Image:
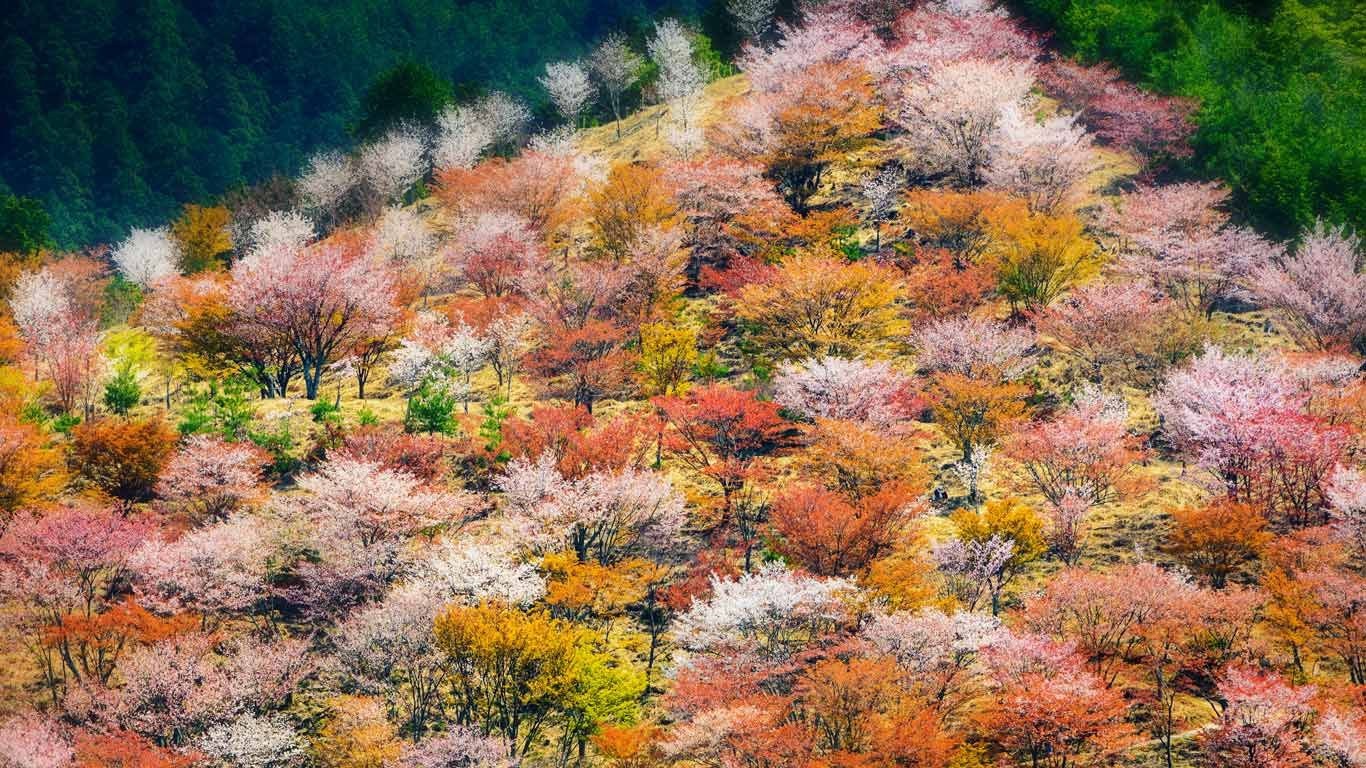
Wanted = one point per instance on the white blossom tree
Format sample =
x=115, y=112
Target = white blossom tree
x=253, y=741
x=325, y=182
x=463, y=134
x=952, y=114
x=772, y=612
x=394, y=163
x=1042, y=161
x=616, y=69
x=680, y=79
x=753, y=18
x=568, y=86
x=146, y=256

---------------

▸ Goal:
Locate each line in the listing above that contains the word "blossom", and copy those lines. Treat uppercase and lowercase as different.

▸ Answer for the task:
Wanted = one point per instance on the white blossom tree
Target = white blossom tree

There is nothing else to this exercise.